Set out every line of the data below as a Markdown table with two columns, n for the row number and Line for the text of that line. Leave out any blank lines.

(Rows from a dataset)
________________

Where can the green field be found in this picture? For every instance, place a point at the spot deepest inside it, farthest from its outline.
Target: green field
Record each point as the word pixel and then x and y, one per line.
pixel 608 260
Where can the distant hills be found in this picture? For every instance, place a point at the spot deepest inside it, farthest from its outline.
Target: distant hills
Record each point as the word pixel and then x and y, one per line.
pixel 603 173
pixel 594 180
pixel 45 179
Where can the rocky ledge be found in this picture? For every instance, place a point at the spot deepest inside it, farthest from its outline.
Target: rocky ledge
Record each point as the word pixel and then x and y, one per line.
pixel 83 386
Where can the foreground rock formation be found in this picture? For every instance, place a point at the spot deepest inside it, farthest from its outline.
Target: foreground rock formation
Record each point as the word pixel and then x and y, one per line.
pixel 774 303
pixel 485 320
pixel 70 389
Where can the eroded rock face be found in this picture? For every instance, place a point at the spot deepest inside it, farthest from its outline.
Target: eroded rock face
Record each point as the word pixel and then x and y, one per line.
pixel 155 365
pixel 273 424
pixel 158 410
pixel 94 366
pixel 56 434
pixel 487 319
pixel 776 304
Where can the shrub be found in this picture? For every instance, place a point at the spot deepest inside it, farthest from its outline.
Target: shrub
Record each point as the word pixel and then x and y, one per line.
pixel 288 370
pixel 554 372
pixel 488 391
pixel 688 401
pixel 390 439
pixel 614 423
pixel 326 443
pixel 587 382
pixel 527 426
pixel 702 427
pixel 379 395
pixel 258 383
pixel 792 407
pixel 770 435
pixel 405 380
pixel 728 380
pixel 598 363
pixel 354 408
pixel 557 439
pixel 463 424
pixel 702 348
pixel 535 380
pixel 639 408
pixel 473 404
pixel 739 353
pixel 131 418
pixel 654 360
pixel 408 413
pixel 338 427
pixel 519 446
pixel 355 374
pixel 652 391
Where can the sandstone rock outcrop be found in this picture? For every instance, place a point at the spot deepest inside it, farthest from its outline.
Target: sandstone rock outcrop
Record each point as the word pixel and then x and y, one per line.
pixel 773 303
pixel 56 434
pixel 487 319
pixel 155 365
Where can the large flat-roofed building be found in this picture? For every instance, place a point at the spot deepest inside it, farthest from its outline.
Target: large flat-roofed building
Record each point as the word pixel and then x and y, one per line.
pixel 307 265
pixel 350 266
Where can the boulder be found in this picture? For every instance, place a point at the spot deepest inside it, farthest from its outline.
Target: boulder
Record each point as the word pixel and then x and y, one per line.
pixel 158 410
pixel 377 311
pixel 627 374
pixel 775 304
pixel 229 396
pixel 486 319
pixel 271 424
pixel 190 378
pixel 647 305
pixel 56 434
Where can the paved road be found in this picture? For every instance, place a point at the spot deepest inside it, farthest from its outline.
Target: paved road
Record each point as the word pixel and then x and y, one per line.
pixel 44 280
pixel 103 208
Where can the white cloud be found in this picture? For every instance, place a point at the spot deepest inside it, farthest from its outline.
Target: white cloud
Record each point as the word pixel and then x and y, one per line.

________________

Output for this task →
| n | Line |
|---|---|
| 1 | Where can the green field be found in this picture? For every instance, place a point at the spot deepest inside it, farthest from its outline. |
| 2 | Target: green field |
| 3 | Record each point as the word pixel and then x and y, one per line. |
| 4 | pixel 608 260 |
| 5 | Where can the distant hills be found in this picture? For every instance, place a point at the spot deepest inside it, farthest from its outline. |
| 6 | Target: distant hills |
| 7 | Record each point as the word pixel and then x and y, one per line. |
| 8 | pixel 603 173 |
| 9 | pixel 594 180 |
| 10 | pixel 45 179 |
| 11 | Where can the rocky ledge be found in this picture? For every instance, place a point at the spot deepest inside it, farthest from its outline. |
| 12 | Target: rocky ledge |
| 13 | Record each point as the word pixel and then x and y, one per line. |
| 14 | pixel 83 386 |
| 15 | Where can the foreground rock formation be found in this picture? For every instance, place a point at the spot deepest inside it, farthest from its outline. |
| 16 | Target: foreground rock formation |
| 17 | Record each point as the word pixel and then x and y, one per line. |
| 18 | pixel 774 303 |
| 19 | pixel 485 320 |
| 20 | pixel 70 389 |
| 21 | Where can the eroded rock face be found in this picture? For every instance, place a point at the spot deepest inside it, farthest from its outline. |
| 22 | Target: eroded rock face |
| 23 | Record each point as the word pixel and then x and y, one per line. |
| 24 | pixel 155 365 |
| 25 | pixel 273 424 |
| 26 | pixel 158 410 |
| 27 | pixel 94 366 |
| 28 | pixel 56 434 |
| 29 | pixel 487 319 |
| 30 | pixel 776 304 |
| 31 | Where can the shrub be found in this picture? For every instance, place a point at the spot deepest inside it, farthest from its outline. |
| 32 | Target: shrub |
| 33 | Record each point as the word pixel and then x and y, one per line. |
| 34 | pixel 288 370 |
| 35 | pixel 554 372 |
| 36 | pixel 488 391 |
| 37 | pixel 688 401 |
| 38 | pixel 390 439 |
| 39 | pixel 614 423 |
| 40 | pixel 326 443 |
| 41 | pixel 587 382 |
| 42 | pixel 527 426 |
| 43 | pixel 702 427 |
| 44 | pixel 379 395 |
| 45 | pixel 258 383 |
| 46 | pixel 792 407 |
| 47 | pixel 770 435 |
| 48 | pixel 405 380 |
| 49 | pixel 728 380 |
| 50 | pixel 598 363 |
| 51 | pixel 354 408 |
| 52 | pixel 557 439 |
| 53 | pixel 463 424 |
| 54 | pixel 702 348 |
| 55 | pixel 535 380 |
| 56 | pixel 639 408 |
| 57 | pixel 473 404 |
| 58 | pixel 739 353 |
| 59 | pixel 131 418 |
| 60 | pixel 654 360 |
| 61 | pixel 408 413 |
| 62 | pixel 338 427 |
| 63 | pixel 519 446 |
| 64 | pixel 355 374 |
| 65 | pixel 652 391 |
| 66 | Where can the sandstone rock outcrop be found in this picture? For every instance, place a point at the spot deepest inside it, farthest from its outline. |
| 67 | Target: sandstone rock outcrop |
| 68 | Record each point as the word pixel and then x and y, one per line. |
| 69 | pixel 773 303 |
| 70 | pixel 56 434 |
| 71 | pixel 487 319 |
| 72 | pixel 155 365 |
| 73 | Where can the large flat-roofed building be found in this picture? For every instance, place a point at the spot deepest inside it, farthest from its outline. |
| 74 | Target: large flat-roofed building |
| 75 | Record each point as the word pixel and then x and y, one per line. |
| 76 | pixel 307 265 |
| 77 | pixel 350 266 |
| 78 | Where can the boulder be found in this picture? For every instance, place a point at the spot deepest inside it, farthest from its outline. |
| 79 | Target: boulder |
| 80 | Record each point as the word pixel and then x and y, one per line. |
| 81 | pixel 158 410 |
| 82 | pixel 377 311 |
| 83 | pixel 627 374 |
| 84 | pixel 775 304 |
| 85 | pixel 229 396 |
| 86 | pixel 486 319 |
| 87 | pixel 271 424 |
| 88 | pixel 190 378 |
| 89 | pixel 647 305 |
| 90 | pixel 56 434 |
| 91 | Where can the paved road be found in this picture? For every instance, place a point at the spot deepest inside it, farthest from its outline. |
| 92 | Target: paved road |
| 93 | Record each point as the word pixel and then x and y, one per line. |
| 94 | pixel 44 280 |
| 95 | pixel 103 208 |
| 96 | Where can the white cloud be found in this picture? For every instance, place a point at the spot deepest inside it, farthest from its outline. |
| 97 | Target: white cloud |
| 98 | Record each point as the word pixel and then x and y, one per line. |